#### Problem statement:
If an entry holds a picture, drop the picture but restate the entry word for word.

#### Data in this exercise:
· · · ·

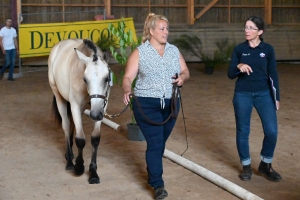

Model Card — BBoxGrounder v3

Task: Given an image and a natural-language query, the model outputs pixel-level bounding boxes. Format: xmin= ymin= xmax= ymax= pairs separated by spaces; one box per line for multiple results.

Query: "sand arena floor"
xmin=0 ymin=63 xmax=299 ymax=200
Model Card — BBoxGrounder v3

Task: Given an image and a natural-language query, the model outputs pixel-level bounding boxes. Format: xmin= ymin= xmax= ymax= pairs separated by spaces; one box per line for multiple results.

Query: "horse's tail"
xmin=52 ymin=96 xmax=72 ymax=125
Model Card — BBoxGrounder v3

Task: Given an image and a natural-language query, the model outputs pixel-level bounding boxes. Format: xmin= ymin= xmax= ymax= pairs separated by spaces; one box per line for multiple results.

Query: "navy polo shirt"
xmin=228 ymin=40 xmax=280 ymax=101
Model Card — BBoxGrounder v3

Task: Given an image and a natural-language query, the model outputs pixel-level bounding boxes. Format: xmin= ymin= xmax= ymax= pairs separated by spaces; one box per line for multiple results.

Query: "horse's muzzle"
xmin=90 ymin=110 xmax=104 ymax=121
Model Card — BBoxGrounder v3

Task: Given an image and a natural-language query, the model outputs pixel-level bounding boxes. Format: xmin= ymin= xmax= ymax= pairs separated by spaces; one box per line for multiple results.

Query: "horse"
xmin=48 ymin=39 xmax=111 ymax=184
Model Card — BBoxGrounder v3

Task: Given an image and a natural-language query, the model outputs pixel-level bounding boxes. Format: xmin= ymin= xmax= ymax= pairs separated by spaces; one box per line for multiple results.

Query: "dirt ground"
xmin=0 ymin=62 xmax=299 ymax=200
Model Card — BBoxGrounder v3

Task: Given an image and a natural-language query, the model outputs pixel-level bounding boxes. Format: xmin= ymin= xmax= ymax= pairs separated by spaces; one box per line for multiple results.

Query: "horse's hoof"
xmin=66 ymin=162 xmax=74 ymax=171
xmin=89 ymin=171 xmax=100 ymax=184
xmin=89 ymin=177 xmax=100 ymax=184
xmin=74 ymin=164 xmax=85 ymax=176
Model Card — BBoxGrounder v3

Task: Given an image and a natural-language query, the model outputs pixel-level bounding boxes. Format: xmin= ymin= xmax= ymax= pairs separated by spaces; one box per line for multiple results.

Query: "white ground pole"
xmin=84 ymin=109 xmax=263 ymax=200
xmin=84 ymin=109 xmax=121 ymax=131
xmin=163 ymin=149 xmax=263 ymax=200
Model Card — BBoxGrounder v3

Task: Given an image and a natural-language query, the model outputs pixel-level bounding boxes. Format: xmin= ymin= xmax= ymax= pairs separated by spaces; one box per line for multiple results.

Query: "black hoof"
xmin=89 ymin=171 xmax=100 ymax=184
xmin=74 ymin=164 xmax=85 ymax=176
xmin=66 ymin=161 xmax=74 ymax=171
xmin=89 ymin=177 xmax=100 ymax=184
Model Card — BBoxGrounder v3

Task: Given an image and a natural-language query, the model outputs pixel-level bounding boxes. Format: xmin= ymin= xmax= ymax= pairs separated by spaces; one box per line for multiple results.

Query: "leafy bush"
xmin=107 ymin=20 xmax=142 ymax=124
xmin=95 ymin=31 xmax=119 ymax=52
xmin=107 ymin=20 xmax=142 ymax=85
xmin=172 ymin=34 xmax=235 ymax=74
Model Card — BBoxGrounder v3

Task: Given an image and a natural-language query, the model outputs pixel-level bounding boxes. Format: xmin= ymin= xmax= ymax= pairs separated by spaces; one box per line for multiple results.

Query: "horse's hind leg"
xmin=89 ymin=121 xmax=101 ymax=184
xmin=52 ymin=95 xmax=75 ymax=170
xmin=65 ymin=116 xmax=75 ymax=170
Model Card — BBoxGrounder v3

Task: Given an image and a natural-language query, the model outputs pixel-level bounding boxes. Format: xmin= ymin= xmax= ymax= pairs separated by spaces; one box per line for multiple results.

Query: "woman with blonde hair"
xmin=122 ymin=13 xmax=190 ymax=199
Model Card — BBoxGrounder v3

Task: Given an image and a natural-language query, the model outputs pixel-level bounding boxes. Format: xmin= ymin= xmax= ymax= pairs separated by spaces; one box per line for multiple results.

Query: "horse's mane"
xmin=83 ymin=39 xmax=98 ymax=62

· · · ·

#### Completed exercise:
Model Card — BBoxGrounder v3

Task: Given an image and a natural-language query, the model outputs pixel-level bounding boxes. Format: xmin= ymin= xmax= ymax= pairs separated by spaces; one box per line for multiple results.

Query: "sand arena floor"
xmin=0 ymin=63 xmax=299 ymax=200
Model Card — BBoxGrounder v3

Task: Given an image and a natural-language query, the model outputs pixel-level bounding boxes. Format: xmin= ymin= xmax= ymax= pairs separated by spaces; one box per line for multiple results.

Query: "horse's tail"
xmin=52 ymin=96 xmax=72 ymax=125
Model Card — BBoxGrounder v3

Task: Given an image and a natural-language query, the model outputs pixel-level bounding boxes. Format: xmin= ymin= xmax= ymax= pairs separated by spaces; one box per line for multiple results.

Query: "navy polo shirt"
xmin=228 ymin=40 xmax=280 ymax=101
Model Card — BBoxGrounder v3

Task: Given an image and a natural-language query, the model outputs pixel-level bounding boxes. Format: xmin= ymin= xmax= ymax= pairs separated by spaces; one box per line for multiple results.

Query: "horse's muzzle"
xmin=90 ymin=110 xmax=104 ymax=121
Model Card — BBoxGrounder v3

Task: Given an image and a natural-language query, the model outputs pixel-level bounding boxes. Format: xmin= ymin= xmax= ymax= pairs separated by spaces; one box per line for multiple results.

Query: "horse"
xmin=48 ymin=39 xmax=111 ymax=184
Model Card — BBoxGrounder v3

Task: Given an image and a natural-language query, the model outputs pixel-level bounding boxes. Format: xmin= ymin= xmax= ymax= pairs separated by spaces; one box per line for multiple results.

Query: "dirt ground"
xmin=0 ymin=62 xmax=299 ymax=200
Model Card — BBoxGrounder v3

Task: Given an image and a natural-language query, the model outputs pixel-level bounding boxes. Format: xmin= ymin= xmax= ymax= pairs separated by spaces; one box per line for multiple results.

Query: "horse's hoof"
xmin=66 ymin=162 xmax=74 ymax=171
xmin=89 ymin=171 xmax=100 ymax=184
xmin=89 ymin=177 xmax=100 ymax=184
xmin=74 ymin=164 xmax=85 ymax=176
Model Card — BBoxGrounder v3

Task: Given an image and a natural-language query, the model outputs pixel-level bounding boxes. Format: xmin= ymin= xmax= ymax= pairs separated by spaces; one box per line for multiple results.

Query: "white ground pole"
xmin=84 ymin=109 xmax=263 ymax=200
xmin=84 ymin=109 xmax=121 ymax=131
xmin=163 ymin=149 xmax=263 ymax=200
Model Card — BBoxGrounder v3

Task: Given an image and a natural-language query, the model outputs pixel-level bounding boxes. Format: xmin= ymin= xmax= ymax= pairs separated by spaces; one box per line for multiple results.

Query: "black hoof"
xmin=89 ymin=171 xmax=100 ymax=184
xmin=74 ymin=164 xmax=85 ymax=176
xmin=66 ymin=161 xmax=74 ymax=171
xmin=89 ymin=177 xmax=100 ymax=184
Model Card — BBoxGrounder v3

Task: Given an image and a natural-language query, the model outputs pixel-level bounding boxes. Format: xmin= ymin= xmax= ymax= pairs separated by spaces; one box per line for multiple results.

Query: "leafy bush"
xmin=107 ymin=20 xmax=142 ymax=124
xmin=95 ymin=31 xmax=119 ymax=52
xmin=107 ymin=20 xmax=142 ymax=85
xmin=172 ymin=34 xmax=235 ymax=74
Model Card — BBoxGrounder v3

Task: Given an image and a natural-language query, the model outputs pixel-level bounding boxes. Format: xmin= ymin= xmax= ymax= pairs separated by spaces; one box per line for multiple results.

Query: "horse's hind leg"
xmin=89 ymin=121 xmax=101 ymax=184
xmin=52 ymin=95 xmax=75 ymax=170
xmin=65 ymin=116 xmax=75 ymax=170
Model Card — BBoxGrounder v3

Task: Given an image and a natural-language query, the model outputs pixel-level bounding boxes. Format: xmin= ymin= xmax= ymax= pairs separated by spaces; one box per line for multiple results.

Query: "woman with blonde hair"
xmin=122 ymin=13 xmax=190 ymax=199
Model Card — BBoxGrounder v3

Task: Given an image and a natural-language query, the model outputs pixel-level bounding boxes. Format: xmin= ymin= xmax= ymax= pairs separated by spaces; one box per line for multiple results.

Query: "horse's mane"
xmin=83 ymin=39 xmax=98 ymax=62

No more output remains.